(Beginning of RECORDS SUPPLIED)
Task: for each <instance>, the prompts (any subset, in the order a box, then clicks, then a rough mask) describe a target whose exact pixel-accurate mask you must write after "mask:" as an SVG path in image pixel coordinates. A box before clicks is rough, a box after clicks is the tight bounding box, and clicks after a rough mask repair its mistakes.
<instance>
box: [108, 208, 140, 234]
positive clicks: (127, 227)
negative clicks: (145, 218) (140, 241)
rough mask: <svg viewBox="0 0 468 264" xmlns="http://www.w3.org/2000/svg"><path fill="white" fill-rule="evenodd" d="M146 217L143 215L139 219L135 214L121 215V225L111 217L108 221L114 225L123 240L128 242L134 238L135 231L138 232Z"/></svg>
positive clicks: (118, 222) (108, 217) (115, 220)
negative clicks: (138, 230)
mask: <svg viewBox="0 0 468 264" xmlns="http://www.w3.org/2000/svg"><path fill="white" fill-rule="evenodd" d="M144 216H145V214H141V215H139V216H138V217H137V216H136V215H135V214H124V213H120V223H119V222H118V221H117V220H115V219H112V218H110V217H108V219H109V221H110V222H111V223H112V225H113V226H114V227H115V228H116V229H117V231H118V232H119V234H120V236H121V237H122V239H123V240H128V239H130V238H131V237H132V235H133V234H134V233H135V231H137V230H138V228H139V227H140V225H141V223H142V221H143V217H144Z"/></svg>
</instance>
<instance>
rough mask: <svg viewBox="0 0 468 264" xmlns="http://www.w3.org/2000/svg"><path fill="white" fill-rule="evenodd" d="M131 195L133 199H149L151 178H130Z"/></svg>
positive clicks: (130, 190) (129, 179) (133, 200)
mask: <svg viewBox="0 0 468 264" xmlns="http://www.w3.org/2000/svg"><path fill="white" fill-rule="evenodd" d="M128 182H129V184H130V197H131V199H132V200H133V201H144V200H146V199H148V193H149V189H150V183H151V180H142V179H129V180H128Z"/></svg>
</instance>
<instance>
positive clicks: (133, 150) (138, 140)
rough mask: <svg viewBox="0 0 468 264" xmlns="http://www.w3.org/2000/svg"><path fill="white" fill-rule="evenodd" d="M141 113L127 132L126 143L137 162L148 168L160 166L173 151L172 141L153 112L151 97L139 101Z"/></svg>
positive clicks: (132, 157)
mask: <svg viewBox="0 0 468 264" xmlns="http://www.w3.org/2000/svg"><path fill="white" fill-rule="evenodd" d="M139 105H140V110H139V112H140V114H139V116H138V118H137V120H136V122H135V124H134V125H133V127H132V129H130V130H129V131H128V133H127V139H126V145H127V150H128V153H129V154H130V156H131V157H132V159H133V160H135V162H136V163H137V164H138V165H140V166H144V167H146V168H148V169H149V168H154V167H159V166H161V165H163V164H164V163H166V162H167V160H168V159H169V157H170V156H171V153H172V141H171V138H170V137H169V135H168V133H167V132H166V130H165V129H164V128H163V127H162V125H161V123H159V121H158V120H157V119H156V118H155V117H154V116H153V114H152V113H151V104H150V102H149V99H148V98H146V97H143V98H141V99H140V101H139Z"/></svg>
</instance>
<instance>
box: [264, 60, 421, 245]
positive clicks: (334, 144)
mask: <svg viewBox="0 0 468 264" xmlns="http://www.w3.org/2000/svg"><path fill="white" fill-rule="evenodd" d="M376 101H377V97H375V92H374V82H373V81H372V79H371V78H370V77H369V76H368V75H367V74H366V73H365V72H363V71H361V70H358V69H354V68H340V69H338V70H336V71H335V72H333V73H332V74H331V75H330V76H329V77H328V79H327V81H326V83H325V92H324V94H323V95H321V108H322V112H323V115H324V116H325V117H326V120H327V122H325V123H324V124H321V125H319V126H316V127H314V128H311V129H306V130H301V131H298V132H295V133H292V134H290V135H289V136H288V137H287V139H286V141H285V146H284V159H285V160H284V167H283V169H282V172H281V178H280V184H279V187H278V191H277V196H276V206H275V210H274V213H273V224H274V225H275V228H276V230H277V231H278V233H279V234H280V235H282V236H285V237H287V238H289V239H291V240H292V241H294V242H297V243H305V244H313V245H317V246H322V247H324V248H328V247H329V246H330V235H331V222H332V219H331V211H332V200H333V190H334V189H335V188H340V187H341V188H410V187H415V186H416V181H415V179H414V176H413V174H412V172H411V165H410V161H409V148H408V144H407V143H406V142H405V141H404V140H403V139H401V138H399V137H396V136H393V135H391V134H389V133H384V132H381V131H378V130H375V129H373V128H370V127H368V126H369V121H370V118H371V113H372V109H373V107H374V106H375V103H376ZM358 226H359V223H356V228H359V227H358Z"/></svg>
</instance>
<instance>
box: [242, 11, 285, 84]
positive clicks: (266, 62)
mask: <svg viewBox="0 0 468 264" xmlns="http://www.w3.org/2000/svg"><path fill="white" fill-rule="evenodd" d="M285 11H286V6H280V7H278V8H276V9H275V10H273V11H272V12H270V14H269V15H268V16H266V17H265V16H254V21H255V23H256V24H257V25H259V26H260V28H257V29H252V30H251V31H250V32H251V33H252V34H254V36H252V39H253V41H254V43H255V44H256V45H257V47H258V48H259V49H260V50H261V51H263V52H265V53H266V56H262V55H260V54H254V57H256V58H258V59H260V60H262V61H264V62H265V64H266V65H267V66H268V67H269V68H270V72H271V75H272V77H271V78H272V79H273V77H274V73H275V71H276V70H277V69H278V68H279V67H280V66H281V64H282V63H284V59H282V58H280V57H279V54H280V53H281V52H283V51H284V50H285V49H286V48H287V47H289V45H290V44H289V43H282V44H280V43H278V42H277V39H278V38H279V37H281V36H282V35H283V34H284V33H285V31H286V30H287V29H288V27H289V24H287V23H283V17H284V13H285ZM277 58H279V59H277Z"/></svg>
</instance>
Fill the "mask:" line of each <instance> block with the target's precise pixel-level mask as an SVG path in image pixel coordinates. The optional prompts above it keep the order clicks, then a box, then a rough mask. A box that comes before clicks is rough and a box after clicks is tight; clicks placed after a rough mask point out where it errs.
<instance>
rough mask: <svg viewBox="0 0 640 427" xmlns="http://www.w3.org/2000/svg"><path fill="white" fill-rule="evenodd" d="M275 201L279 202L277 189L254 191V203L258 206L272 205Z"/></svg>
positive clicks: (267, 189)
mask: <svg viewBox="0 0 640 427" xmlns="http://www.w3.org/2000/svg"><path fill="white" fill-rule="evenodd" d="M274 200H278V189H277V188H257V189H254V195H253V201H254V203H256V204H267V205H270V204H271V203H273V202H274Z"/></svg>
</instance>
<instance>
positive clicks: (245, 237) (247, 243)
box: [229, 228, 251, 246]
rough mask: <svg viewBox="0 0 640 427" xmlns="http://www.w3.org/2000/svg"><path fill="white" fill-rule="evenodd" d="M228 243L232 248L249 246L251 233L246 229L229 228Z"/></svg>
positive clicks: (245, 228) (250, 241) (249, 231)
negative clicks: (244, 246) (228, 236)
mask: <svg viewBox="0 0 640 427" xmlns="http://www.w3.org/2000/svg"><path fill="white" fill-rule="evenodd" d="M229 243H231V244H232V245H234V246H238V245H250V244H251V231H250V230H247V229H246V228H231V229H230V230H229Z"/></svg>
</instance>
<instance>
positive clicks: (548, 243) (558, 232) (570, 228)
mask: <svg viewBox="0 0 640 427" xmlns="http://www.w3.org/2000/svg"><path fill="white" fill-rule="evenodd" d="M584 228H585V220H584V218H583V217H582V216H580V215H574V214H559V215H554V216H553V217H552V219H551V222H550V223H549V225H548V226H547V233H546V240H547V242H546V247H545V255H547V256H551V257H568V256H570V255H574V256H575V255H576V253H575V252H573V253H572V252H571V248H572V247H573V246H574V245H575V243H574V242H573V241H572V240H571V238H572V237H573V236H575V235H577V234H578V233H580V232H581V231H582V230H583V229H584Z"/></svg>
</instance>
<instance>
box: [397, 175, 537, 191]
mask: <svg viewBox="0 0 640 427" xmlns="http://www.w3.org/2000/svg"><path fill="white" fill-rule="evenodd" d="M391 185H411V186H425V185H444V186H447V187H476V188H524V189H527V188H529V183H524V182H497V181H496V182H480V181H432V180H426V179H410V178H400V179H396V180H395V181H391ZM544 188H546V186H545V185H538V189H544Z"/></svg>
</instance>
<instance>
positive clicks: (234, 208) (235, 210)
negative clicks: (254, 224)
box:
(End of RECORDS SUPPLIED)
• PROBLEM REQUIREMENTS:
Reproduce the listing word for word, beginning at its first line and stopping after the line that contains "positive clicks: (118, 222)", with both of those lines included.

• SOLUTION BELOW:
Task: for each <instance>, the prompts (any subset, in the order a box, then clicks, then a rough mask) describe a target whose exact pixel-accurate mask you must write after "mask:" as an SVG path in image pixel coordinates. A box before clicks is rough, a box after clicks is the tight bounding box, and clicks after a rough mask repair its mistakes.
<instance>
box: [108, 208, 140, 234]
positive clicks: (127, 227)
negative clicks: (145, 218) (140, 241)
rough mask: <svg viewBox="0 0 468 264" xmlns="http://www.w3.org/2000/svg"><path fill="white" fill-rule="evenodd" d="M146 217L143 215L139 219L135 214L121 215V225L111 217L108 221L114 225L123 240L128 242L134 238L135 231L138 232Z"/></svg>
positive clicks: (118, 222) (108, 217) (115, 220)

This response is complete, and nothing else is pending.